───── Data for this exercise ─────

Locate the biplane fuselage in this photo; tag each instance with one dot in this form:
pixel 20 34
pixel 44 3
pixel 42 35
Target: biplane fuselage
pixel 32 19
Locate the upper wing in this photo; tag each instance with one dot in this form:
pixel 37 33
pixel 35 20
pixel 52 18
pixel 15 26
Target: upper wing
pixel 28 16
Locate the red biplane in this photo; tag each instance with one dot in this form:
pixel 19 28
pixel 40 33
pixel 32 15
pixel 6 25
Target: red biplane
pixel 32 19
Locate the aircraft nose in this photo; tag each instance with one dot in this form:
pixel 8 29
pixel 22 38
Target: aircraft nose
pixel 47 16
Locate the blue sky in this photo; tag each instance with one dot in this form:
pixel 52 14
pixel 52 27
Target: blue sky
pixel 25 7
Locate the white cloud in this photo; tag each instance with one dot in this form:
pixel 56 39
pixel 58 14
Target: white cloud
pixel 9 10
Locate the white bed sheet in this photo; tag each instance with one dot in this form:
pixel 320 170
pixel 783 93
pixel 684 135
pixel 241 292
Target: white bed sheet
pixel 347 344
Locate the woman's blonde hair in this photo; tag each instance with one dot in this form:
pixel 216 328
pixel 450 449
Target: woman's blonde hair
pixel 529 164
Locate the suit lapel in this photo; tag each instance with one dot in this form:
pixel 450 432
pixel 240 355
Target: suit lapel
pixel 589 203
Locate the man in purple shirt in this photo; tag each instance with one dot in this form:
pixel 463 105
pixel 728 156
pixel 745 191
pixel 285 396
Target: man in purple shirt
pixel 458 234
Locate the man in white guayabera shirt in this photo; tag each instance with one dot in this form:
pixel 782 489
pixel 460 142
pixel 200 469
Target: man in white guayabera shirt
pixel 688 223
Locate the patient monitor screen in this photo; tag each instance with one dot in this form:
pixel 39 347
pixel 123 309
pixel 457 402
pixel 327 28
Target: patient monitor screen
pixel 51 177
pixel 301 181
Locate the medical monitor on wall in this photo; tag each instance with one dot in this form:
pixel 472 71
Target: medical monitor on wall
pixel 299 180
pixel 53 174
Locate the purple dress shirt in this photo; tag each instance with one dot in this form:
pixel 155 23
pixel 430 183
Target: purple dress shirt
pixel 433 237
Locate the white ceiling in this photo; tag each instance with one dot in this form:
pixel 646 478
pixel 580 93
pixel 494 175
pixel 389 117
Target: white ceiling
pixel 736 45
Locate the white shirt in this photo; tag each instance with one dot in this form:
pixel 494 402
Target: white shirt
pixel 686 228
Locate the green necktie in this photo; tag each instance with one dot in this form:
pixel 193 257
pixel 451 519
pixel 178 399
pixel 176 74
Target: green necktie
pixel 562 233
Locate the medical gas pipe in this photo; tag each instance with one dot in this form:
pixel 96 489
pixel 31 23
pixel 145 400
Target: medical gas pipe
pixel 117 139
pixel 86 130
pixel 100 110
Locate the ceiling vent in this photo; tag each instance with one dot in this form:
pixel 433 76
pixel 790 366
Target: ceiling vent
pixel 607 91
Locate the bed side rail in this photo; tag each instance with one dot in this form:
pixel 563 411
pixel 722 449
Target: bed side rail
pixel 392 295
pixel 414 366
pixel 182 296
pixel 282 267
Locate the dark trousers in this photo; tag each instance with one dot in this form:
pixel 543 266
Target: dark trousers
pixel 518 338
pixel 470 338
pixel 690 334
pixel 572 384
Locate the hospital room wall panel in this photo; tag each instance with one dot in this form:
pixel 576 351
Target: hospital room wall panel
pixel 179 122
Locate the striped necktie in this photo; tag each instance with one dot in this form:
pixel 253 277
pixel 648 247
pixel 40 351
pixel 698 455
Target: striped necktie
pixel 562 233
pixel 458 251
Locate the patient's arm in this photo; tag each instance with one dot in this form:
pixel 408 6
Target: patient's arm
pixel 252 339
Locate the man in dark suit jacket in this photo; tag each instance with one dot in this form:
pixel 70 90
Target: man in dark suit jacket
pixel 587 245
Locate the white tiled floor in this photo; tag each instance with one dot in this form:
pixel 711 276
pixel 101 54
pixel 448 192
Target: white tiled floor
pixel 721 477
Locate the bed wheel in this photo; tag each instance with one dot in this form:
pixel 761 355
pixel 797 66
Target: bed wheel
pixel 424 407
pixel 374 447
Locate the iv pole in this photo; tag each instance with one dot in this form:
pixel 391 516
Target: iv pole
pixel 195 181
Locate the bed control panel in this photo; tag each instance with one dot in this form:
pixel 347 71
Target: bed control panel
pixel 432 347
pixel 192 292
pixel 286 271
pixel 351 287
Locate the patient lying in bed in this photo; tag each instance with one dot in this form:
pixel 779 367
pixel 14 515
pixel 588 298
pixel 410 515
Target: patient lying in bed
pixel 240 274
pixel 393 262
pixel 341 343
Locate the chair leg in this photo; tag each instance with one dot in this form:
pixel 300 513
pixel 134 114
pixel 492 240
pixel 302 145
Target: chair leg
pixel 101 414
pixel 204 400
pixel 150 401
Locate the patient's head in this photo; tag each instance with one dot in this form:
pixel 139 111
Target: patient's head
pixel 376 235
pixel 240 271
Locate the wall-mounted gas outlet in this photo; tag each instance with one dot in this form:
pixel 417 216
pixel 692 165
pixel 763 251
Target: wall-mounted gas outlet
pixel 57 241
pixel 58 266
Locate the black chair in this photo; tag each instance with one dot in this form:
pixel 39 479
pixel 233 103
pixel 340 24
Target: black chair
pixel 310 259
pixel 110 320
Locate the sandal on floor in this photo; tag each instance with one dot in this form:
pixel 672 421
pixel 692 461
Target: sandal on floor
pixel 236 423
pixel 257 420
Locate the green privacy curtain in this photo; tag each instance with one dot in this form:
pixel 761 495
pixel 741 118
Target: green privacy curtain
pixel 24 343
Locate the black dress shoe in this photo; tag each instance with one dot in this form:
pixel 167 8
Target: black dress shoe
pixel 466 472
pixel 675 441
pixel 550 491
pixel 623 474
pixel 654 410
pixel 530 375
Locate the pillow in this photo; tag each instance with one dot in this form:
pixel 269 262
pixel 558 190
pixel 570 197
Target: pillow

─────

> [Written instruction] Edit the records above so that every "Locate" becomes "Find", and leave everything else unchanged.

> [Final result]
Find the biplane fuselage in this photo; tag each instance with one dot in this form:
pixel 20 34
pixel 44 3
pixel 42 35
Target: biplane fuselage
pixel 32 19
Find the upper wing in this photo; tag each instance with one dot in this form:
pixel 37 33
pixel 35 20
pixel 52 18
pixel 15 26
Target: upper wing
pixel 28 16
Find the red biplane in this photo; tag each instance with one dot in this form:
pixel 19 28
pixel 40 33
pixel 32 15
pixel 6 25
Target: red biplane
pixel 32 19
Find the aircraft nose in this photo; tag each instance with one dot in this form:
pixel 8 29
pixel 22 38
Target: aircraft nose
pixel 47 16
Find the blue sky in this photo; tag each instance with one dot in this form:
pixel 52 14
pixel 52 27
Target: blue sky
pixel 25 7
Find the white cloud in this photo; tag each instance with one dot in this form:
pixel 56 39
pixel 58 14
Target: white cloud
pixel 9 10
Find the white bed sheet in this photo; tag each instance with one dot in this form:
pixel 320 170
pixel 783 93
pixel 684 135
pixel 241 292
Target: white bed sheet
pixel 347 344
Find the woman's blonde hair in this photo; tag each instance with one dot in this form:
pixel 216 328
pixel 450 449
Target: woman's blonde hair
pixel 529 164
Find the suit lapel in this photo; tag each instance with one dot in this form:
pixel 450 432
pixel 240 355
Target: suit lapel
pixel 589 203
Find the man in purple shirt in this photo; tag each instance with one dot in this form:
pixel 463 105
pixel 728 156
pixel 745 191
pixel 285 396
Target: man in purple shirt
pixel 458 234
Find the man in white guayabera shirt in this photo; tag each instance with one dot in this form:
pixel 782 489
pixel 460 142
pixel 200 469
Target: man in white guayabera shirt
pixel 688 223
Find the patient monitor screen in this photo; tag each instance with one dot in this form:
pixel 39 347
pixel 123 309
pixel 457 402
pixel 327 28
Target: patient monitor screen
pixel 51 177
pixel 301 181
Find the medical monitor on wall in this photo; tag each instance with one dot in this form:
pixel 472 71
Target: medical monitor on wall
pixel 299 180
pixel 53 174
Find the purple dress shirt in this photo; tag each instance with one dot in this form:
pixel 155 23
pixel 430 183
Target: purple dress shirt
pixel 433 237
Find the white ceiling in this photo; tag each instance with one dot in this form:
pixel 646 478
pixel 580 93
pixel 494 175
pixel 389 117
Target: white ceiling
pixel 736 45
Find the white shirt in this photo; tag each instance with one dot in this form:
pixel 494 402
Target: white shirt
pixel 686 228
Find the green necktie in this photo; tag each instance with one dot in this form:
pixel 193 257
pixel 451 519
pixel 178 399
pixel 176 74
Target: green necktie
pixel 562 233
Find the medical gas pipe in this photo; tag each instance with one dot in this form:
pixel 96 489
pixel 31 23
pixel 145 400
Target: medical gas pipe
pixel 117 139
pixel 86 130
pixel 100 110
Find the ceiling vent in this photo; tag each instance with one dot in this form:
pixel 433 76
pixel 790 366
Target: ceiling vent
pixel 607 91
Find the bed side rail in this photo; tag each instance with one dot in this form:
pixel 563 411
pixel 722 449
Target: bed side rail
pixel 392 295
pixel 414 366
pixel 182 296
pixel 282 267
Find the dark trousers in this photo; tag each instance with one dot in this form:
pixel 543 266
Target: dark trousers
pixel 518 338
pixel 470 338
pixel 690 334
pixel 572 384
Find the hospital room wall panel in this photo; tag each instance with one dot in this form:
pixel 576 351
Target: hospital room wall panel
pixel 179 122
Find the striped necktie in this photo; tag each instance with one dot in this form:
pixel 253 277
pixel 648 247
pixel 40 351
pixel 698 455
Target: striped necktie
pixel 562 233
pixel 458 251
Find the patient's arm in this photo; tag each instance with one dot in this form:
pixel 408 6
Target: patient's arm
pixel 252 339
Find the man in dark suit jacket in this photo; tag each instance with one dot in this form:
pixel 70 90
Target: man in dark suit jacket
pixel 587 245
Find the white tiled floor in this photo; tag each instance with one dot in this form:
pixel 711 276
pixel 101 54
pixel 448 192
Target: white tiled floor
pixel 721 477
Find the bed wheel in this photo; tag each instance with one dot in this form:
pixel 761 355
pixel 797 66
Target: bed wheel
pixel 424 407
pixel 374 447
Find the iv pole in this photo; tag each instance with one dot in this form:
pixel 391 516
Target: iv pole
pixel 195 181
Find the bed control panel in this photo; tag each instance with one dot in this form:
pixel 347 71
Target: bed control panel
pixel 432 347
pixel 192 292
pixel 286 271
pixel 351 287
Find the patient lying in bed in this photo; tag each instance with one dot in this form:
pixel 779 367
pixel 14 515
pixel 588 298
pixel 410 515
Target: patient lying in bed
pixel 240 274
pixel 393 262
pixel 341 343
Find the chair leg in this photo; tag each instance with one dot in this form:
pixel 300 513
pixel 134 114
pixel 492 240
pixel 302 145
Target: chair leg
pixel 101 414
pixel 204 400
pixel 150 401
Find the patient's head in this photo; tag each instance with one dot in this form:
pixel 139 111
Target: patient's head
pixel 376 235
pixel 240 271
Find the wall-mounted gas outlet in this photo; tag each instance with one dot in this form:
pixel 417 216
pixel 692 165
pixel 763 251
Target: wall-mounted gas outlet
pixel 57 241
pixel 58 266
Find the black chair in this photo; tag each instance with one dot in this form:
pixel 39 479
pixel 233 103
pixel 340 24
Target: black chair
pixel 310 259
pixel 110 320
Find the sandal on floor in this photo; tag each instance with one dot in this form:
pixel 672 421
pixel 692 461
Target: sandal on floor
pixel 236 423
pixel 257 420
Find the green privacy curtain in this photo; tag each instance with one dot in this form:
pixel 761 495
pixel 741 118
Target: green privacy curtain
pixel 24 343
Find the black dress shoe in this photo; tag each instance with one dot in this form:
pixel 167 8
Target: black dress shoe
pixel 466 472
pixel 675 441
pixel 550 491
pixel 623 474
pixel 654 410
pixel 530 375
Find the pillow in this photo; tag each instance with one dot in this form:
pixel 269 262
pixel 558 190
pixel 570 197
Target: pillow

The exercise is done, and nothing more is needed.